What you should do: Reproduce, with no edits, the line that contains "In the picture above, where can the tree line" and all the lines that follow it, ending with the last line of the records.

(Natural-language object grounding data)
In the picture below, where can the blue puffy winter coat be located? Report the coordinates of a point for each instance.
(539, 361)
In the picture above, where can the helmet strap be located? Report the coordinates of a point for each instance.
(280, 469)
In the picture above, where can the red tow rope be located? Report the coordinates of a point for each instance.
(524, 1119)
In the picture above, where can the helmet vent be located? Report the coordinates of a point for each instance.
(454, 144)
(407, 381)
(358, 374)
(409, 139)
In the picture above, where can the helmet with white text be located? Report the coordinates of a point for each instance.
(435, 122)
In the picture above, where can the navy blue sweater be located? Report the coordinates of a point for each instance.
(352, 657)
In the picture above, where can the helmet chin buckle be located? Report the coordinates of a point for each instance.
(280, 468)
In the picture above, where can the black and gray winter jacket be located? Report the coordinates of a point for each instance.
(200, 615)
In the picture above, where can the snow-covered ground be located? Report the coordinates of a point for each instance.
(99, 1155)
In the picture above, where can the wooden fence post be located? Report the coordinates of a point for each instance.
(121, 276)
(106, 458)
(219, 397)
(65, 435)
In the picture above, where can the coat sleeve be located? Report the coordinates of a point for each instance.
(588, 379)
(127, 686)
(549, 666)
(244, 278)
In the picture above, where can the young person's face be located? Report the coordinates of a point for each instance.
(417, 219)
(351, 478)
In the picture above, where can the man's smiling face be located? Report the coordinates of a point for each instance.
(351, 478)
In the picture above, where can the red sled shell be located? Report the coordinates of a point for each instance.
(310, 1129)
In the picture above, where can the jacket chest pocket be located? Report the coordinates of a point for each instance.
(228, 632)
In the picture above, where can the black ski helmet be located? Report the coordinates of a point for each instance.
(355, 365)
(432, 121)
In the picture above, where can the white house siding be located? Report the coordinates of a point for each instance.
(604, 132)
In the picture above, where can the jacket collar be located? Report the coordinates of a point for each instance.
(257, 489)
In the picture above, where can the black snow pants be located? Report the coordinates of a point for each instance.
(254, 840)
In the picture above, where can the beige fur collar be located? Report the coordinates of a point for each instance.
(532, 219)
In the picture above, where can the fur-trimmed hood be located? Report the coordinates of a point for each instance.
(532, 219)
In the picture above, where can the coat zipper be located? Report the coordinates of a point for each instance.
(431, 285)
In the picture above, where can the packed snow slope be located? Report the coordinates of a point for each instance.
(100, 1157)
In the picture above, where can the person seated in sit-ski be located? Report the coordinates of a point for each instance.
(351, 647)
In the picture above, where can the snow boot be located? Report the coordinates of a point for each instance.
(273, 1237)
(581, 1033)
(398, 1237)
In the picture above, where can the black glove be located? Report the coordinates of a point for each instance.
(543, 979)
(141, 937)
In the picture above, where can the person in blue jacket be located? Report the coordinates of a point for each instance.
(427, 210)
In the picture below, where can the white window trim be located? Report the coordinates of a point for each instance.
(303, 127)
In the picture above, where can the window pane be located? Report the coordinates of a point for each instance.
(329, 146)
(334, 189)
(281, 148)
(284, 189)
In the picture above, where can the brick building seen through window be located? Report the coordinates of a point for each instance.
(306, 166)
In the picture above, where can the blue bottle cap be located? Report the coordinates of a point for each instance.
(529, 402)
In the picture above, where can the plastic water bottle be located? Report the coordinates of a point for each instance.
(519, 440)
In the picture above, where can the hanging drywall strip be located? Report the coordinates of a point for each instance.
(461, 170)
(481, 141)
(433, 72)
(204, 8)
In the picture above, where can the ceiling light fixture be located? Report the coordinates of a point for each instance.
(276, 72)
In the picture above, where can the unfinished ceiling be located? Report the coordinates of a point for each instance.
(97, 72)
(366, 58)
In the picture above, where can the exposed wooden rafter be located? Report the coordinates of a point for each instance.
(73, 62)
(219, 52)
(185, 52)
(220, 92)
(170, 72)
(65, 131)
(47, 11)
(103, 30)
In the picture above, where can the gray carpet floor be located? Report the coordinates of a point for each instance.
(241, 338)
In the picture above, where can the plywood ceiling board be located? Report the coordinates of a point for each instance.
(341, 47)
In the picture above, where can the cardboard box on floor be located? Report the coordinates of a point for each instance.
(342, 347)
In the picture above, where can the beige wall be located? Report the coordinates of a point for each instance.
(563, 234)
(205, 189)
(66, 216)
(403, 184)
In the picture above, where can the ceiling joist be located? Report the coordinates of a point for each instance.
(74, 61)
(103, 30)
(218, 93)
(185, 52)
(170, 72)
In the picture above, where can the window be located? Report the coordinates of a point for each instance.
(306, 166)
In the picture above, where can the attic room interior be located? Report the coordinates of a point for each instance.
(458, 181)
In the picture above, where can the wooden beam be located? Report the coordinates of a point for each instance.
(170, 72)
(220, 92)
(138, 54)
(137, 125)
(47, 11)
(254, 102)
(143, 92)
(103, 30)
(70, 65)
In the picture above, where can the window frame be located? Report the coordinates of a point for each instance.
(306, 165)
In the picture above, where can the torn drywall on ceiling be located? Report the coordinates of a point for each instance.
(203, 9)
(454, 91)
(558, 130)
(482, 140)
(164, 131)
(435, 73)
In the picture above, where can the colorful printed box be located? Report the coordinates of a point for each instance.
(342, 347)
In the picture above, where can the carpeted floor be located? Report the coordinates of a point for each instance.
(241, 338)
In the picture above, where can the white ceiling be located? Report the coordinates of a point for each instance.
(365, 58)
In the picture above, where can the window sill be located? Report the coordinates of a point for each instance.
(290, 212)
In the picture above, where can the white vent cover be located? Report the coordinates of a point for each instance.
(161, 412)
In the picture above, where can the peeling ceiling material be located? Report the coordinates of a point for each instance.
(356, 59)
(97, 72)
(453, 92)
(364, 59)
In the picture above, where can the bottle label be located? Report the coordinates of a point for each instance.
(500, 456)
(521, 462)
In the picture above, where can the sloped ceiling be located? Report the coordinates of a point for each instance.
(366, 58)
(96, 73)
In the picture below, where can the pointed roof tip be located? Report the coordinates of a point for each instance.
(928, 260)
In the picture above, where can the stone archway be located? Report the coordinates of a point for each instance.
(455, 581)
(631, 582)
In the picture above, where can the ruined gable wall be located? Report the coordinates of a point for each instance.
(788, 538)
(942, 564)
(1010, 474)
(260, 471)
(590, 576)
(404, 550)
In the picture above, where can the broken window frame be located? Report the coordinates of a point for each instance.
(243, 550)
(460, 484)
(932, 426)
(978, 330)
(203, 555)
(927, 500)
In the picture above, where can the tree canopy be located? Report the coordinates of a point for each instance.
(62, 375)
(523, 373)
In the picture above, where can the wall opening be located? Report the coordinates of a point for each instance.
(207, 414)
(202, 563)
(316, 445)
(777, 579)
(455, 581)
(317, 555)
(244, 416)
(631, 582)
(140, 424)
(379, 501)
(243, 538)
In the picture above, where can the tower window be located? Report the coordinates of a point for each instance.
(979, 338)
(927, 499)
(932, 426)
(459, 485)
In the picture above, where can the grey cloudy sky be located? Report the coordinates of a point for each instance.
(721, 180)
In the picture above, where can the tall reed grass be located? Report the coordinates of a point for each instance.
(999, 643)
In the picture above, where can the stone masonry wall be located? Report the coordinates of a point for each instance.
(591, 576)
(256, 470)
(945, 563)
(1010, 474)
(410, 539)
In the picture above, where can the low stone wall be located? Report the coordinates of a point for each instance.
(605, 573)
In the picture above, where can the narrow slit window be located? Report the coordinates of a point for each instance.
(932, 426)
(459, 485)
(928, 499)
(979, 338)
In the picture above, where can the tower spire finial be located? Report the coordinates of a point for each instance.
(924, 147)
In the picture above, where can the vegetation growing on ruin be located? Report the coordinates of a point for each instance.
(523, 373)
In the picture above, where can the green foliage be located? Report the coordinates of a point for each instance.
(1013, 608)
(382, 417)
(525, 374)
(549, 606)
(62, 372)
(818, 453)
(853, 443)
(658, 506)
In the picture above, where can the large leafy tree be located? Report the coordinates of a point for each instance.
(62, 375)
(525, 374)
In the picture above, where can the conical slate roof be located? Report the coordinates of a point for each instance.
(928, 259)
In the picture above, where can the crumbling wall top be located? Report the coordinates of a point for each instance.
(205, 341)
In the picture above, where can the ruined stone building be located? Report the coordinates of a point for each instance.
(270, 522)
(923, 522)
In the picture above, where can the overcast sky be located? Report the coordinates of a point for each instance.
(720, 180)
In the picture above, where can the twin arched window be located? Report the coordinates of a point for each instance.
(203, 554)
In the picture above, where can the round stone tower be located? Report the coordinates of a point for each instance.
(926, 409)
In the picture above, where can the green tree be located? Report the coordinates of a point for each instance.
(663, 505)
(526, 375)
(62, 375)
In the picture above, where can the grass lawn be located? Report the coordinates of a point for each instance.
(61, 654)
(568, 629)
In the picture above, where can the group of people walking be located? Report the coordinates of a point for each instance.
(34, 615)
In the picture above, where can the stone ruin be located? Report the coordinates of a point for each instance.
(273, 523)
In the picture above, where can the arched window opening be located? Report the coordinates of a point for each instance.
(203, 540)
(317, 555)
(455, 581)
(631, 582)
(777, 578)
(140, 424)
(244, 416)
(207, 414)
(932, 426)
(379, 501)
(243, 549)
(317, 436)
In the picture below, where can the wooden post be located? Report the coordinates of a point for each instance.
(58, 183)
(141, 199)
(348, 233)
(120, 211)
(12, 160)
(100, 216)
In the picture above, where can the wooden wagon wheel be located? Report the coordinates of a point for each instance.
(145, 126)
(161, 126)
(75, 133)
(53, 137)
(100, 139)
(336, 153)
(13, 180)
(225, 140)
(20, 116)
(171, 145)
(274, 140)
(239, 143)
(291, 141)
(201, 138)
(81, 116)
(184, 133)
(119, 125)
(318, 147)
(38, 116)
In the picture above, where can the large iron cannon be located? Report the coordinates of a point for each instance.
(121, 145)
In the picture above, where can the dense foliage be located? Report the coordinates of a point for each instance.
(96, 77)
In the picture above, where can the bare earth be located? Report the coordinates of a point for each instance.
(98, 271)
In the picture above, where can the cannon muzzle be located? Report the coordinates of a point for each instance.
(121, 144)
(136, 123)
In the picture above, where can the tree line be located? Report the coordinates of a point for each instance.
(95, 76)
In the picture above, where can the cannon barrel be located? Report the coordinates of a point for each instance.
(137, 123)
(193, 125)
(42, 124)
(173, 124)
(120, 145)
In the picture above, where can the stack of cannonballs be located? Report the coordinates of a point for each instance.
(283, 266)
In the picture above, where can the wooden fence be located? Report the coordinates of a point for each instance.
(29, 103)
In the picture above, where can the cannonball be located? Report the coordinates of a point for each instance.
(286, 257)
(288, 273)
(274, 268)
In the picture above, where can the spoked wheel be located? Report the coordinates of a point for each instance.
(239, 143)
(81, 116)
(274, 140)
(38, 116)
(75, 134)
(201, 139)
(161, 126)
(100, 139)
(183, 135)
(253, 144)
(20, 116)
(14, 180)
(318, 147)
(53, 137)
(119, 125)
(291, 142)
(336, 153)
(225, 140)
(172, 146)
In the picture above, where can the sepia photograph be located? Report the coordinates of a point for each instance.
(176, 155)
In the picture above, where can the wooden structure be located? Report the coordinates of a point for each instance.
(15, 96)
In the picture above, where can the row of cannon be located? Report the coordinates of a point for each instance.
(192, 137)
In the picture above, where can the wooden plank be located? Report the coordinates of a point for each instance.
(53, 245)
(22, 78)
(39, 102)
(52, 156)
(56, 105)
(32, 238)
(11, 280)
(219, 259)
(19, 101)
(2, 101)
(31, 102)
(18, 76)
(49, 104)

Written answer:
In the picture above, where can the tree line be located? Report the coordinates of a point for each instance.
(95, 76)
In the picture above, where can the cannon barrel be located? Report the coordinates of a point for each instance.
(137, 123)
(193, 125)
(42, 124)
(173, 124)
(120, 145)
In the picture above, where can the stack of cannonballs be located? Report the coordinates of a point for each instance.
(283, 266)
In the picture above, where can the wooden fence be located? Report the coordinates of a point for each instance.
(29, 103)
In the picture above, where can the cannonball be located? Report the coordinates of a point for each instance.
(286, 257)
(288, 273)
(274, 268)
In the picture above, where can the spoked wheel be located? Report the coordinates of a point for each instance.
(239, 143)
(81, 116)
(274, 140)
(38, 116)
(75, 134)
(201, 139)
(161, 126)
(100, 139)
(183, 135)
(253, 144)
(20, 116)
(14, 180)
(318, 147)
(53, 137)
(119, 125)
(291, 142)
(336, 153)
(225, 140)
(172, 146)
In the picture above, where can the sepia photograph be located? Report the coordinates of a point for each instance.
(176, 155)
In the picture above, where can the wooden structure be located? Report the coordinates of a point for each instance.
(15, 96)
In the picture above, where can the row of cannon be located? Report the coordinates of a point for each instance.
(192, 137)
In the picture above, where can the wooden plank be located? Report the coordinates of a point for each instance.
(53, 245)
(22, 78)
(39, 102)
(52, 156)
(56, 105)
(32, 238)
(11, 280)
(219, 259)
(19, 101)
(2, 101)
(31, 102)
(18, 76)
(49, 104)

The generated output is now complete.